§ 文本摘录:

对股票的投资者情绪的研究,大部分都是通过对股票评论的内容进行情感分析来获取的,之前看到一篇论文是以隔夜收益率、个股换手率增长额、指令不平衡这 3 个指标构建投资者情绪指标,这种方法比情感分析要方便很多,所以决定用Python实现一下试试。以上三个指标的数据可以通过tushare接口获取。tushare ID:425652
所需计算的指标为以下三个:
隔夜收益率:交易日开盘价与前一交易日收盘价的差额除以前一交易日收盘价(单位:%)
换手率增长额:交易日个股换手率与前一交易日个股换手率的差额(换手率:日度个股成交金额与日度个股流通市值的比值,单位:%)
指令不平衡:交易日个股买入总成交量与卖出总成交量的差额(单位:千万)
tushare数据接口提供的数据及说明可见:https://waditu.com/document/2
需要获取的数据包括:
股票开盘价open;股票前一交易日收盘价pre_close;股票换手率turnover_rate;净流入额net_mf_amount。
daily = pro.daily(ts_code='002149.SZ', start_date='20161101', end_date='20200831', fields='trade_date,open,pre_close')

§ 数据集:
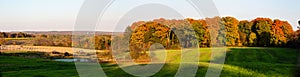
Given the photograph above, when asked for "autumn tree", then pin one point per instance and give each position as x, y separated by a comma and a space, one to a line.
231, 29
201, 31
214, 26
262, 28
146, 35
245, 32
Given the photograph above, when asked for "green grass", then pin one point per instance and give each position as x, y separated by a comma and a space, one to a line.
244, 62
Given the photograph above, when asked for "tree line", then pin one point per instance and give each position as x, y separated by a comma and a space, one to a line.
175, 34
217, 31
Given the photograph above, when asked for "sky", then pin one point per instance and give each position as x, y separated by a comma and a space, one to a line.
61, 15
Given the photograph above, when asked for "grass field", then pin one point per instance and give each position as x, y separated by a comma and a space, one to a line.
257, 62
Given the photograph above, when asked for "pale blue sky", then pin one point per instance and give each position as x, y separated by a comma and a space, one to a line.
58, 15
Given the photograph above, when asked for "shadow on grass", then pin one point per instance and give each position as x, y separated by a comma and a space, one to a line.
268, 61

§ 任务要求: 逐字引用上方投资者情绪指标文本中自“指令不平衡:交易日个股买入总成交量与卖出总成交量的差额(单位:千万)”起至“net_mf_amount。”止的内容,首尾两处文字均须包含在内。

§ 任务答案:
指令不平衡:交易日个股买入总成交量与卖出总成交量的差额(单位:千万)
tushare数据接口提供的数据及说明可见:https://waditu.com/document/2
需要获取的数据包括:
股票开盘价open;股票前一交易日收盘价pre_close;股票换手率turnover_rate;净流入额net_mf_amount。